### [WHAT TO DO]
1. Echo the forum thread about the machine creeping backwards in idle, between "No. Just six" and "the pavement only.", inclusive.
2. Give the username of every person who posts in the forum thread below about the machine creeping backwards, listing each name once.
3. Write the next part of the forum thread about the machine creeping backwards in idle, carrying on from its final line.

### [TEXT]
# Machine creeps backwards a bit in idle



## Dannoman (Jan 16, 2018)

In any gear, the machine creeps backwards a little bit when drive not engaged. Not hugely. Probably due to engine vibrations. Or something else?


----------



## AL- (Oct 27, 2014)

Dannoman said:


> In any gear, the machine creeps backwards a little bit when drive not engaged. Not hugely. Probably due to engine vibrations. Or something else?


Does any gear include neutral?


----------



## Dannoman (Jan 16, 2018)

AL- said:


> Does any gear include neutral?


No. Just six forward and two reverse. When I lift the bucket off the ground it doesn't seem to push back so it must be vibrations of the motor when the bucket is on the pavement only.

Also, there is this video which explains how to adjust the drive control...


----------



## Jatoxico (Jan 6, 2018)

Try the other way around, lift the wheels and see if they turn and esp does the speed change w/ gear. I think its most likely walking from vibration.


----------



## Dannoman (Jan 16, 2018)

Jatoxico said:


> Try the other way around, lift the wheels and see if they turn and esp does the speed change w/ gear. I think its most likely walking from vibration.



Yeah. Makes sense. Cheers!


----------



## jtclays (Sep 24, 2010)

;'''.


----------



## cdestuck (Jan 20, 2013)

Put it in park and set emergency brake. (brick in front of wheel)


----------



## Dannoman (Jan 16, 2018)

Jatoxico said:


> Try the other way around, lift the wheels and see if they turn and esp does the speed change w/ gear. I think its most likely walking from vibration.


You're right. The other way around with the bucket down and wheels up, the wheels don't move. So it's the Shake 'N Bake action of the Tecumseh engine that's nudging it back a bit sometimes.


----------



## Jatoxico (Jan 6, 2018)

Dannoman said:


> You're right. The other way around with the bucket down and wheels up, the wheels don't move. So it's the Shake 'N Bake action of the Tecumseh engine that's nudging it back a bit sometimes.


My HM80 is a bit shaky too. I cleared up a bunch of rattles by making plastic bushings for the chute crank keeps and adjusting the rod away from the carb shroud. Used to sound like junk, much better now except the L handles bounce a bit.


----------



## Dannoman (Jan 16, 2018)

Excerpts from point annotation data:
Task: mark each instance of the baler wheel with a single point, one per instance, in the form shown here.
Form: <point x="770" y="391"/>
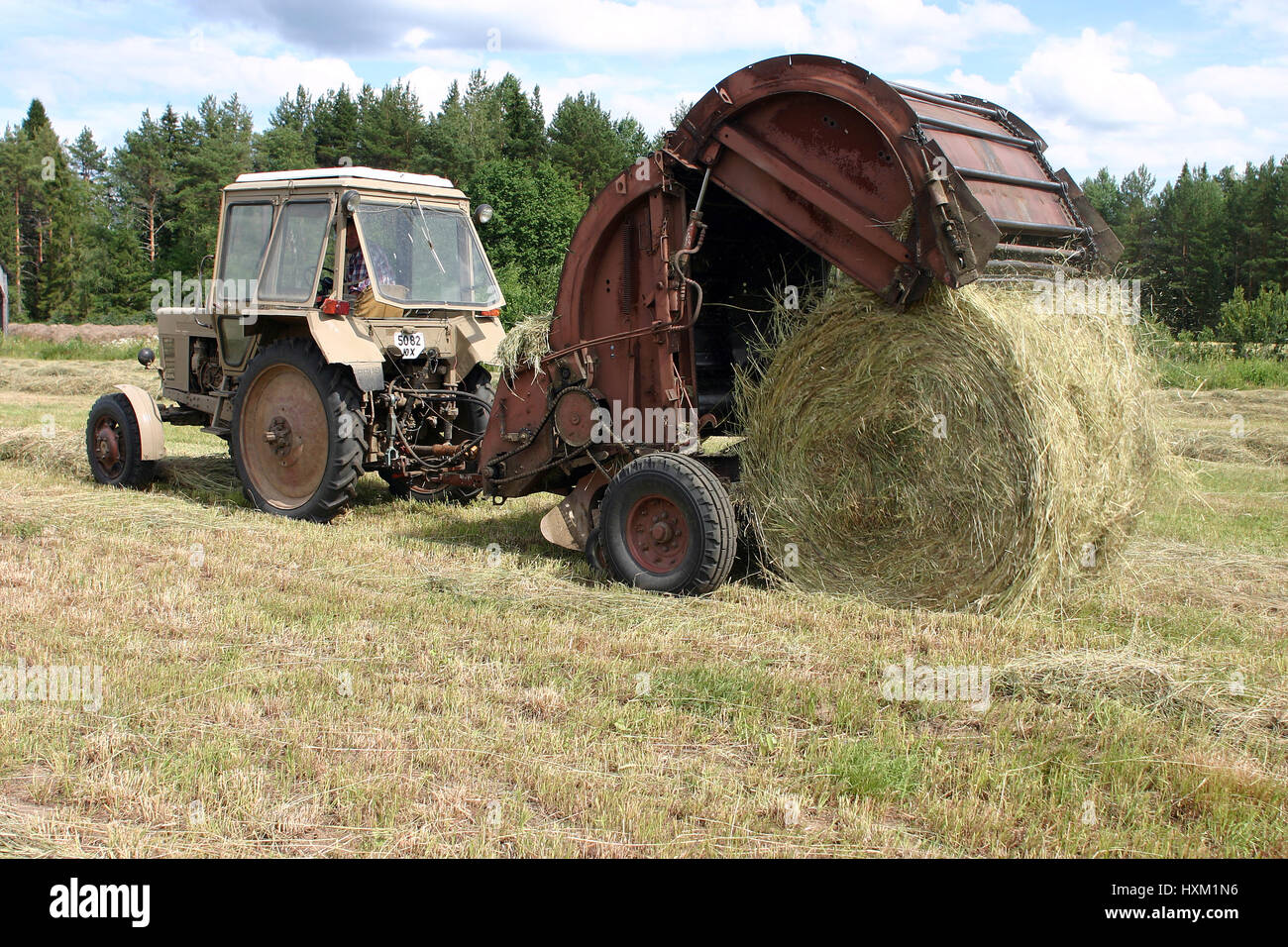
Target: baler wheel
<point x="668" y="525"/>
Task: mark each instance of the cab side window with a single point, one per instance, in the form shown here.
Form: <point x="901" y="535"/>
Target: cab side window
<point x="246" y="230"/>
<point x="295" y="256"/>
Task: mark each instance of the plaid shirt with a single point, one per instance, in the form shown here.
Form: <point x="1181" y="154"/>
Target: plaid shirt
<point x="356" y="275"/>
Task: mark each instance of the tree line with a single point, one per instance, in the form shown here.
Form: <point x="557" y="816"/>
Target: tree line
<point x="1211" y="250"/>
<point x="82" y="232"/>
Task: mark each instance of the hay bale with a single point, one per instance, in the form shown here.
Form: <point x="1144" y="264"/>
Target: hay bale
<point x="969" y="453"/>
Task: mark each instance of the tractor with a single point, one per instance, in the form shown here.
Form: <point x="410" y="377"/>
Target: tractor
<point x="347" y="329"/>
<point x="787" y="170"/>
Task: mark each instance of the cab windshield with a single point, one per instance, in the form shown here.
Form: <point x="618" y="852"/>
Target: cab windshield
<point x="423" y="254"/>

### [TASK RESULTS]
1.
No. Just six forward and two reverse. When I lift the bucket off the ground it doesn't seem to push back so it must be vibrations of the motor when the bucket is on the pavement only.

2. Dannoman, AL-, Jatoxico, jtclays, cdestuck

3.
Jatoxico said:


> My HM80 is a bit shaky too. I cleared up a bunch of rattles by making plastic bushings for the chute crank keeps and adjusting the rod away from the carb shroud. Used to sound like junk, much better now except the L handles bounce a bit.


My chute crank rod shakes and rattles like a maestro's baton when the beast is running. How do you steady the rod? I tried to jam a rubber strip in the hole for the rod but it didn't work.


----------



## Jatoxico (Jan 6, 2018)

Dannoman said:


> My chute crank rod shakes and rattles like a maestro's baton when the beast is running. How do you steady the rod? I tried to jam a rubber strip in the hole for the rod but it didn't work.


I made a plastic bushing for the rod tip and added washers so it could not move forward and back. Actually made a huge difference.


----------



## tpenfield (Feb 24, 2015)

Snowblowers, and lots of other yard equipment, vibrate quite a bit, particularly at idle speeds. Single cylinder 4-stroke engines just do that. Probably nothing wrong with the machine, as long as it does not completely walk away by itself. Some of my machines will creep backwards or forwards when not in gear, due to the vibration of the engine, especially if the are on a smooth surface, like a garage floor.

I usually try to position the machine so it won't go anywhere.


----------



## DuffyJr (Oct 15, 2015)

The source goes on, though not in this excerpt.